§ **EXTRACT**
====================

Figure 2.32: New results obtained

The most interesting point to note from the results is that adding a value to an image using OpenCV results in increased brightness of the image. You can try subtracting a value (or adding a negative value) and see whether the reverse also true.

In this exercise, we added a constant value to an image and compared the outputs obtained by using the cv2.add function and by using NumPy's addition operator (+). We also saw that while using the cv2.add function, the value was added to the blue channel and that it can be fixed by creating an image that's the same shape as the input image, with all the pixels of the value equal to the constant value we want to add to the image.

Note

To access the source code for this specific section, please refer to https://packt.live/2BUOUsV.

In this section, we saw how to perform image addition using NumPy and OpenCV's cv2.add function. Next, let's learn how to multiply an image with a constant value.

Image Multiplication

Image multiplication is very similar to image addition and can be carried out using OpenCV's cv2.multiply function (recommended) or NumPy. OpenCV's function is recommended because of the same reason as we saw for cv2.add in the previous section.

We can use the cv2.multiply function as follows:

dst = cv2.Mul(src1, src2)

Here, src1 and src2 refer to the two images we are trying to multiply and dst refers to the output image obtained by multiplication.

We already know that multiplication is nothing but repetitive addition. Since we saw that image addition had an effect of increasing the brightness of an image, image multiplication will have the same effect. The difference here is that the effect will be manifold. Image addition is typically used when we want to make minute modifications in brightness. Let's directly see how to use these functions with the help of an exercise.

Exercise 2.05: Image Multiplication

In this exercise, we will learn how to use OpenCV and NumPy to multiply a constant value with an image and how to multiply two images.

Note

The image used in this exercise can be found at https://packt.live/2ZnspEU.

Follow these steps to complete this exercise:

  1. Create a new notebook – Exercise2.05.ipynb. We will be writing our code in this notebook.

====================

Image point grounding items:
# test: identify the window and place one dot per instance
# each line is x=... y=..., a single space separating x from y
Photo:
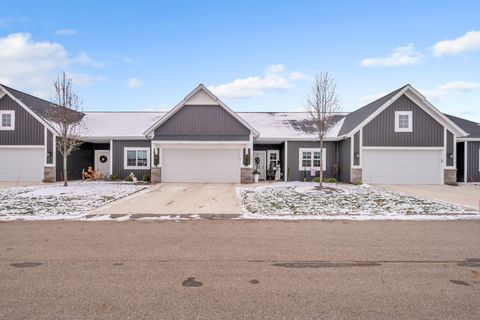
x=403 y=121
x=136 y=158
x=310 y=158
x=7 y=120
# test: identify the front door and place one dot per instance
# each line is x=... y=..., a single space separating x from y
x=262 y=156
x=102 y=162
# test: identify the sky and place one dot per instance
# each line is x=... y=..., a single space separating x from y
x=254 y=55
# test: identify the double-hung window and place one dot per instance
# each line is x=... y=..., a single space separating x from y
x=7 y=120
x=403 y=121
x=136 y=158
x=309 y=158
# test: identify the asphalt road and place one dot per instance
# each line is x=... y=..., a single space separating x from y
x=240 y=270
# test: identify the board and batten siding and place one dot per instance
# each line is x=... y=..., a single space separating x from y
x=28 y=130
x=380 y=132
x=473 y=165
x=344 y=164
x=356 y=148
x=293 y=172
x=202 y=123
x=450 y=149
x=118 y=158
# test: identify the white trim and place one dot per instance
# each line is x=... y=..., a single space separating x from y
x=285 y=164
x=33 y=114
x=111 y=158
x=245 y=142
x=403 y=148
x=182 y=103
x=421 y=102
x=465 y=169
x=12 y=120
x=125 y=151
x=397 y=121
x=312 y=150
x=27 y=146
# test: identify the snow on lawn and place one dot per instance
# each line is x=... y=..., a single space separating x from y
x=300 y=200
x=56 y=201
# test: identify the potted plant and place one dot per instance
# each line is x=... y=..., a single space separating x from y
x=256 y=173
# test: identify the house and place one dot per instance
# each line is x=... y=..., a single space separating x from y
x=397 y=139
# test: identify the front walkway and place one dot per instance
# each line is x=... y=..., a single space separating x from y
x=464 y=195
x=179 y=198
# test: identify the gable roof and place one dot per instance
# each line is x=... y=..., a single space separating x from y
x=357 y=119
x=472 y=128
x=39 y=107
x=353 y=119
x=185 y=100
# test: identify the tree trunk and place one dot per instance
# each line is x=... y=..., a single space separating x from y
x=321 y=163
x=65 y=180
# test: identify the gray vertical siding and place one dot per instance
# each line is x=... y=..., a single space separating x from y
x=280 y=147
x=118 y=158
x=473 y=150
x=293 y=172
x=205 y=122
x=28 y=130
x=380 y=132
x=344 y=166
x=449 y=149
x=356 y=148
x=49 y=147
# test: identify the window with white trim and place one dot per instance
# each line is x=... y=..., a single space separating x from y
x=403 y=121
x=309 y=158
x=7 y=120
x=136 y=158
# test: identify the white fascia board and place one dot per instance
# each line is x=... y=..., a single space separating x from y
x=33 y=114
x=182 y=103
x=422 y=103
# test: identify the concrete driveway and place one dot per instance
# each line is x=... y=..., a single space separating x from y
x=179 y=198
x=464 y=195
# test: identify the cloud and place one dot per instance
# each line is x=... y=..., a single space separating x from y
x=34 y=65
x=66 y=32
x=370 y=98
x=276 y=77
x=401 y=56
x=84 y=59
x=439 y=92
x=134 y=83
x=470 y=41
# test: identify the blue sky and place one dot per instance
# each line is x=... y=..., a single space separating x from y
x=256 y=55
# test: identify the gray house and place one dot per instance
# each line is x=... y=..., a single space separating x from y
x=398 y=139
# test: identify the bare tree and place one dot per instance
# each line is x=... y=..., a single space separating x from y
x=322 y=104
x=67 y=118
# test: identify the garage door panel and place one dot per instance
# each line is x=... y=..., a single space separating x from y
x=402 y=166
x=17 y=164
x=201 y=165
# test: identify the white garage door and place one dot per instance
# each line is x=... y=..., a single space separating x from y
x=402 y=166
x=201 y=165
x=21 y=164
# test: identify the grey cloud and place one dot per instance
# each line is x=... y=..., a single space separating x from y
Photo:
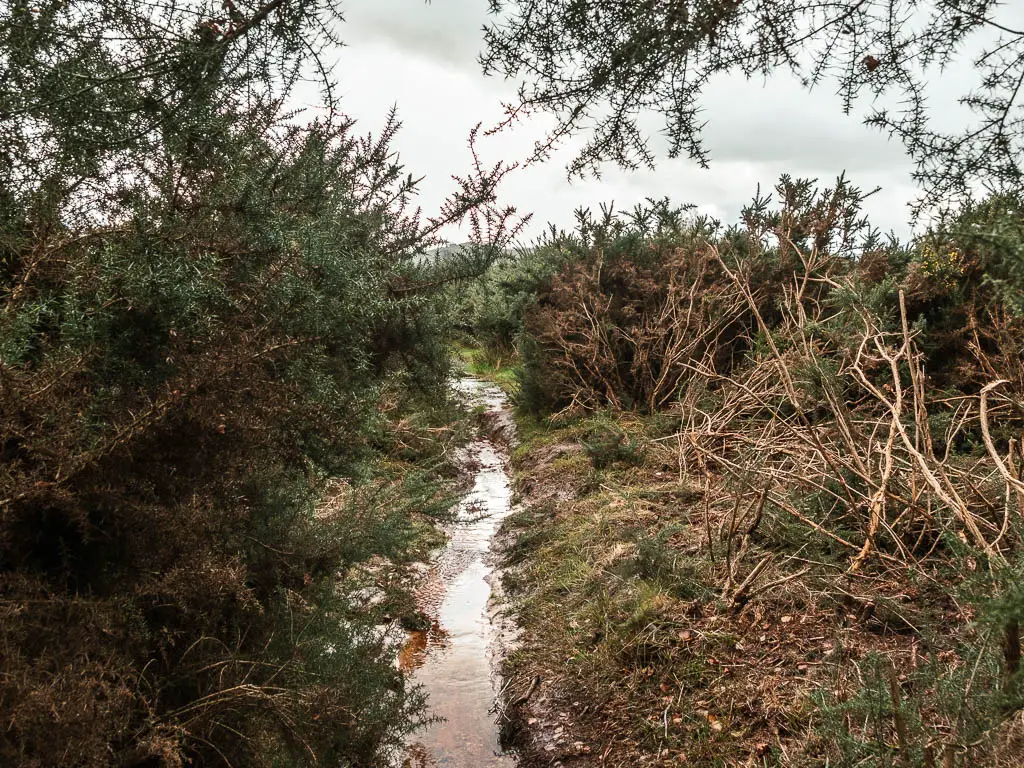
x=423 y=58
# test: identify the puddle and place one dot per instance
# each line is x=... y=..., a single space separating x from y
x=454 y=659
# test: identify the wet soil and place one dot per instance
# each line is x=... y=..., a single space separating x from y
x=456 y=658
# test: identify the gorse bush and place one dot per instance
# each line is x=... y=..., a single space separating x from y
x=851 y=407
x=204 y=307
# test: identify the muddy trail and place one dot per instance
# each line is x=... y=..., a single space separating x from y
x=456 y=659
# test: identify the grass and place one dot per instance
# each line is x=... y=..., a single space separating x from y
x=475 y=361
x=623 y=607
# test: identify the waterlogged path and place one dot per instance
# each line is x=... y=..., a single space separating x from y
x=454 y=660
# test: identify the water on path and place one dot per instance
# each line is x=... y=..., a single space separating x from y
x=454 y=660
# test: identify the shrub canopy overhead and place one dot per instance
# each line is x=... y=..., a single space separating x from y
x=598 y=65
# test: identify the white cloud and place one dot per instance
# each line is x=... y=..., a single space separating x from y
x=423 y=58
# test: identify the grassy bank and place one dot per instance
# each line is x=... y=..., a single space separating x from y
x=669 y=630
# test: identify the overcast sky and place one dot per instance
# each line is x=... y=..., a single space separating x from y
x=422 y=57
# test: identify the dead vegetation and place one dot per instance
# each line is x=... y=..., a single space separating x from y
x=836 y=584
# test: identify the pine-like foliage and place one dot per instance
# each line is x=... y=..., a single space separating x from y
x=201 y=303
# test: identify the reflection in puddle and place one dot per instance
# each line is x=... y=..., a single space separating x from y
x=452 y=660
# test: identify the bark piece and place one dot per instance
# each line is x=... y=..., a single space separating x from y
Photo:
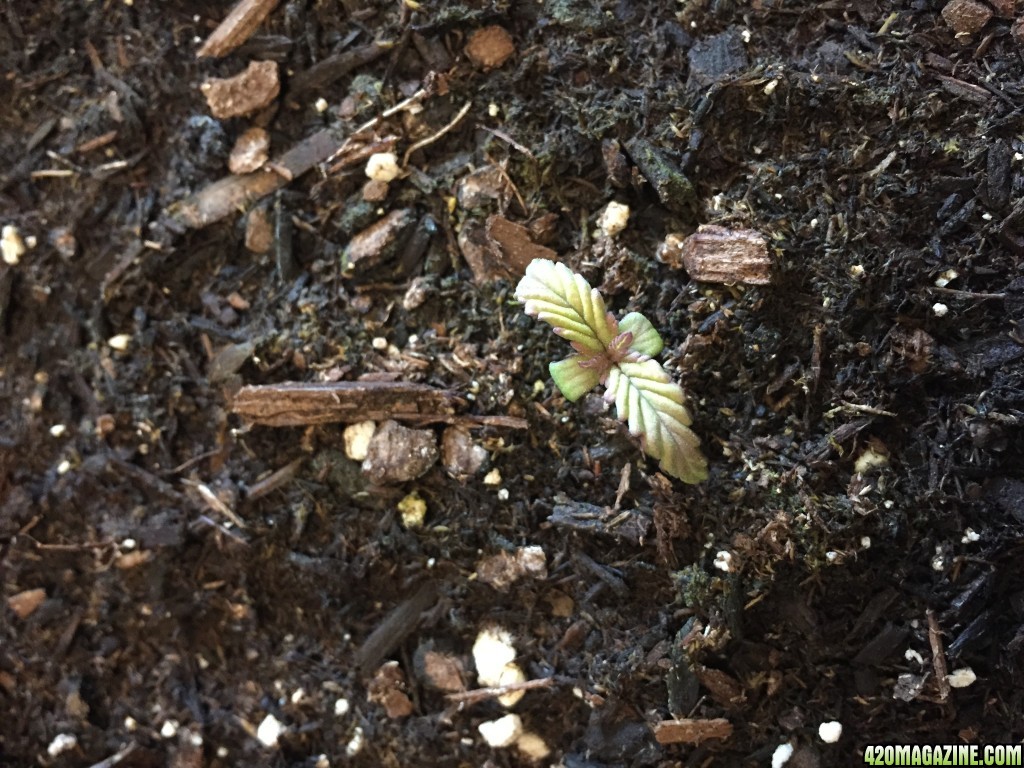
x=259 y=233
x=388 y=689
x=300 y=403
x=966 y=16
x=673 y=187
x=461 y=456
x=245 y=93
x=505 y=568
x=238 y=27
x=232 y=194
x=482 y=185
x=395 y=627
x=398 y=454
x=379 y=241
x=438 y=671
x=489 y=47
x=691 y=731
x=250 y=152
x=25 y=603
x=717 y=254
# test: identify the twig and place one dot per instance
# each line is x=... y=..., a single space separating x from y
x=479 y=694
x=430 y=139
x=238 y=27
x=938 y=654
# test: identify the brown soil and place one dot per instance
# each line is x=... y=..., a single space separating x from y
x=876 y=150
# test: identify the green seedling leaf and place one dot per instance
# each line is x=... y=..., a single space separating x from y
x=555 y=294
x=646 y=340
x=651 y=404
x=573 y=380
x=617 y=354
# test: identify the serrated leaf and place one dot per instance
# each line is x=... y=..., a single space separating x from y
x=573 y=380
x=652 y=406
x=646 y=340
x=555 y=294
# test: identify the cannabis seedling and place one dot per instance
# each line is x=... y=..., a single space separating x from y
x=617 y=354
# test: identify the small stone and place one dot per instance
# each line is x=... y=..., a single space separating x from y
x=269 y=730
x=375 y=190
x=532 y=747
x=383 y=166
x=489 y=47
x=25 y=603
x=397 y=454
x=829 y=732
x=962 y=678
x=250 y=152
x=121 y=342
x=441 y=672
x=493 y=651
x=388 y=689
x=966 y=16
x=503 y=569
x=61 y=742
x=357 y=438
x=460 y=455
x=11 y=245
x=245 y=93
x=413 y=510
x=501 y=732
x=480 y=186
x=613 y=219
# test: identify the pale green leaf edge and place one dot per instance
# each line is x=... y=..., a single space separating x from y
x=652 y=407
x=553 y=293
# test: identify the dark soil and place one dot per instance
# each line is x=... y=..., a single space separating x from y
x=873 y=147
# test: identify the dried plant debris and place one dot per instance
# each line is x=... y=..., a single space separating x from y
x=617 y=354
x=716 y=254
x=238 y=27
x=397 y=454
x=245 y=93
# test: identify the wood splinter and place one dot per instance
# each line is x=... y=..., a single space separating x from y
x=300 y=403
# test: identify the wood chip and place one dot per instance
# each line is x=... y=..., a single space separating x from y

====================

§ **TO DO**
Edit the part of the image-multiplication text that opens with the words containing "The image used" and closes with "in this notebook.", replacing "notebook" with "file" throughout.

§ **YOUR RESPONSE**
The image used in this exercise can be found at https://packt.live/2ZnspEU.

Follow these steps to complete this exercise:

  1. Create a new file – Exercise2.05.ipynb. We will be writing our code in this file.